━━ 阅读材料 ━━

///
module es {
/**
* 多边形
*/
export class Polygon extends Shape {
/**
* 组成多边形的点
* 保持顺时针与凸边形
*/
public points: Vector2[];
public _areEdgeNormalsDirty = true;
/**
* 多边形的原始数据
*/
public _originalPoints: Vector2[];
public _polygonCenter: Vector2;
/**
* 用于优化未旋转box碰撞
*/
public isBox: boolean;
public isUnrotated: boolean = true;
/**
* 从点构造一个多边形
* 多边形应该以顺时针方式指定 不能重复第一个/最后一个点,它们以0 0为中心
* @param points
* @param isBox
*/
constructor(points: Vector2[], isBox?: boolean) {
super();
this.setPoints(points);
this.isBox = isBox;
}
public create(vertCount: number, radius: number) {
Polygon.buildSymmetricalPolygon(vertCount, radius);
}
public _edgeNormals: Vector2[];
/**
* 边缘法线用于SAT碰撞检测。缓存它们用于避免squareRoots
* box只有两个边缘 因为其他两边是平行的
*/
public get edgeNormals() {
if (this._areEdgeNormalsDirty)

━━━
━━ 原始记录 ━━

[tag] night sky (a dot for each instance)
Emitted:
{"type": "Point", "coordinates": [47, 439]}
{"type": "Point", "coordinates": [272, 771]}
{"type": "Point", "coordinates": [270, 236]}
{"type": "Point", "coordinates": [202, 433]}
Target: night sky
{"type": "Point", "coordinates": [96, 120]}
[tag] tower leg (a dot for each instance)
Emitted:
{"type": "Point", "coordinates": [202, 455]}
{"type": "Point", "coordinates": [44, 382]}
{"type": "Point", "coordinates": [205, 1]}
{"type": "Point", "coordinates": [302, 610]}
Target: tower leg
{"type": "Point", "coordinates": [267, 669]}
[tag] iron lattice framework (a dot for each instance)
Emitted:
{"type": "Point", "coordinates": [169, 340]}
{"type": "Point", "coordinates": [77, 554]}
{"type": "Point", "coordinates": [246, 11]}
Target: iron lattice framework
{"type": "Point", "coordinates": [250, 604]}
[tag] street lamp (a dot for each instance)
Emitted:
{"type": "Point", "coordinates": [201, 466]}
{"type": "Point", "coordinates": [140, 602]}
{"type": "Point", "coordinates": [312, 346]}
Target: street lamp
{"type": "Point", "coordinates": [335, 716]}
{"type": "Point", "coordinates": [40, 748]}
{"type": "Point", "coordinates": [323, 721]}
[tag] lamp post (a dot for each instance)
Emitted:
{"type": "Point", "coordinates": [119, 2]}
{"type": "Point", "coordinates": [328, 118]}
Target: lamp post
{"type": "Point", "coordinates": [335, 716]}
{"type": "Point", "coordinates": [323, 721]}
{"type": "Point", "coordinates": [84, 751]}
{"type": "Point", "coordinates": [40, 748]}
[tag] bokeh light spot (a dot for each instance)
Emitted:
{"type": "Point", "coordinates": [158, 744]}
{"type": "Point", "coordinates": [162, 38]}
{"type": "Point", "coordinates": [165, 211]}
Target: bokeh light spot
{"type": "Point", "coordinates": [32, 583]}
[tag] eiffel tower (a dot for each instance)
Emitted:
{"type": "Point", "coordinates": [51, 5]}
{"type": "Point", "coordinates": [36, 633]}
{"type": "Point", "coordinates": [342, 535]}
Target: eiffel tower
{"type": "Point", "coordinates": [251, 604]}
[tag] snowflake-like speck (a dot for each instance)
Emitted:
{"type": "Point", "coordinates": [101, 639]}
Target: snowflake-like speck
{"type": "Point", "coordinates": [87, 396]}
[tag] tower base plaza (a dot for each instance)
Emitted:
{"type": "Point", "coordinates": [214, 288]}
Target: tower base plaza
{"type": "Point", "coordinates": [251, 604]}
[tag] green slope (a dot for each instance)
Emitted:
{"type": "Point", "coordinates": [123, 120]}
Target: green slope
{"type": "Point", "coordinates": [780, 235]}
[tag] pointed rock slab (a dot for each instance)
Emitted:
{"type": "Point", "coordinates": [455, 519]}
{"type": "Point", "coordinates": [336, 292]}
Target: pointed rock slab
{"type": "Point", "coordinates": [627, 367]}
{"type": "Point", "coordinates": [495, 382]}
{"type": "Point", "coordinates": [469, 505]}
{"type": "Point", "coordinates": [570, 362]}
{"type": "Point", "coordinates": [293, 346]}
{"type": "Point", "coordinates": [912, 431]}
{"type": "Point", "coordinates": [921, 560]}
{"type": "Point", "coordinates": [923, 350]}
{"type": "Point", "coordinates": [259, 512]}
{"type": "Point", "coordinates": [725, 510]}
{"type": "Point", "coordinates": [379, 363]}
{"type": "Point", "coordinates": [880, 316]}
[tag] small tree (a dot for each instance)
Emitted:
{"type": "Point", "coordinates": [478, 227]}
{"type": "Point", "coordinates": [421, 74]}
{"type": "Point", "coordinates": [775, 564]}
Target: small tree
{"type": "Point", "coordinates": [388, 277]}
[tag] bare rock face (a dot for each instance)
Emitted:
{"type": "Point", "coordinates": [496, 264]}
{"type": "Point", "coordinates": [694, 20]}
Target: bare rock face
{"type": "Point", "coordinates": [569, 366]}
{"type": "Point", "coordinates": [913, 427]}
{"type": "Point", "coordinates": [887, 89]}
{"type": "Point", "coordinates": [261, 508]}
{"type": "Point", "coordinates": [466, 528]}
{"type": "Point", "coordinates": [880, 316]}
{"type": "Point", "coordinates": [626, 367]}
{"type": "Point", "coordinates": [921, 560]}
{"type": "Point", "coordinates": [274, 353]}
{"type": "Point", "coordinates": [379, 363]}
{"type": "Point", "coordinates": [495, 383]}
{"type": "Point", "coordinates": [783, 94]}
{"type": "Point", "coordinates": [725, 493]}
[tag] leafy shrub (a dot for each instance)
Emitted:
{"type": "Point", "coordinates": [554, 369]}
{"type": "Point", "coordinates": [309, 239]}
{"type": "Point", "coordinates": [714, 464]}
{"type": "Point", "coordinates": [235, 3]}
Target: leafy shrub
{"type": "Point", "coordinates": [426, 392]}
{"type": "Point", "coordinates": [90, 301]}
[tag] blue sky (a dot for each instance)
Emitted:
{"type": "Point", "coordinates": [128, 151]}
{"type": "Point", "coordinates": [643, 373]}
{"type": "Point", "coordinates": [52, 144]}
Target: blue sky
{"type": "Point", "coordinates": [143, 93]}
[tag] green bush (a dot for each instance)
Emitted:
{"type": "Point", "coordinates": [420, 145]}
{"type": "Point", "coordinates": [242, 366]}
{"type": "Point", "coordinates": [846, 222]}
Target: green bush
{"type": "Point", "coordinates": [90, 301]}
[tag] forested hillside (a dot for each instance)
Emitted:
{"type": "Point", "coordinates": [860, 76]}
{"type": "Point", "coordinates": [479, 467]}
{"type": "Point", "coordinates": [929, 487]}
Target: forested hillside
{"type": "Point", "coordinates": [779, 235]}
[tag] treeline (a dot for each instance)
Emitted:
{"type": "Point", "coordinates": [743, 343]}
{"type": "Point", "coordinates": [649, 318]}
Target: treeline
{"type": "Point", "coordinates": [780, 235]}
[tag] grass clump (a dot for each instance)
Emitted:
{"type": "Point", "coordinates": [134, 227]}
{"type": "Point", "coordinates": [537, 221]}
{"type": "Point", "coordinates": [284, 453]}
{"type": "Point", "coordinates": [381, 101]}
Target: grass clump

━━━

练习任务 =>
**1.** 列出多边形代码中 Polygon 类以 public 声明的全部字段名，不含方法和 get 访问器。
**2.** 根据多边形代码的注释，box 为什么只有两个边缘？

各题答案 =>
**1.** points、_areEdgeNormalsDirty、_originalPoints、_polygonCenter、isBox、isUnrotated、_edgeNormals

**2.** 因为其他两边是平行的。